* Given exercise:
Reproduce verbatim the portion of the items that begins at their start and ends with the line containing "left=102, top=231, right=215, bottom=313", including that line.

* Records:
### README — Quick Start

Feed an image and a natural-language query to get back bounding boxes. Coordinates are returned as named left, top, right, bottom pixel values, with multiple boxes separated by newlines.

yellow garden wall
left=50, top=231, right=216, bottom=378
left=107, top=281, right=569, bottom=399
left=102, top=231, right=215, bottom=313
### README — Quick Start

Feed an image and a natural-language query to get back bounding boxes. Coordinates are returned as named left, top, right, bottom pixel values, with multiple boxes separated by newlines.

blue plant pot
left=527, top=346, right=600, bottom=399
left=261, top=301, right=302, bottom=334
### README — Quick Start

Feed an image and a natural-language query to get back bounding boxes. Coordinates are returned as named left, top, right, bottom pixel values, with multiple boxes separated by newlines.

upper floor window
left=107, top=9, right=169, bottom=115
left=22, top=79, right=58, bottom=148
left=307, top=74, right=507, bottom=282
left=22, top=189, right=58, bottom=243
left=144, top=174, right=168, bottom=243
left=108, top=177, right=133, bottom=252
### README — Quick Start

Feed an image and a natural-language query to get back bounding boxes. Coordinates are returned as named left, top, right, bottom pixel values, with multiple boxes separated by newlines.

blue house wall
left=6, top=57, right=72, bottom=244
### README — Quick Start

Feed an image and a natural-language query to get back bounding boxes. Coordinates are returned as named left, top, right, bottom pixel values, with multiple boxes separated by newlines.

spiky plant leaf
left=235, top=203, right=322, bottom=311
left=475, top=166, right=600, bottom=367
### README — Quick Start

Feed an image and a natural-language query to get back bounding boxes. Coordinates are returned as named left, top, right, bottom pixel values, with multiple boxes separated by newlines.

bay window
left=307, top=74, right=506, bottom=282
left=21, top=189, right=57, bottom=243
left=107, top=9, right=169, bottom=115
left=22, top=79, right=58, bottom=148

* Task output:
### README — Quick Start

Feed an image and a natural-language query to get back bounding boxes. Coordinates are returned as named left, top, right, bottom pixel values, with multiple boxes separated by newlines.

yellow garden wall
left=50, top=231, right=216, bottom=378
left=107, top=281, right=569, bottom=399
left=102, top=231, right=215, bottom=313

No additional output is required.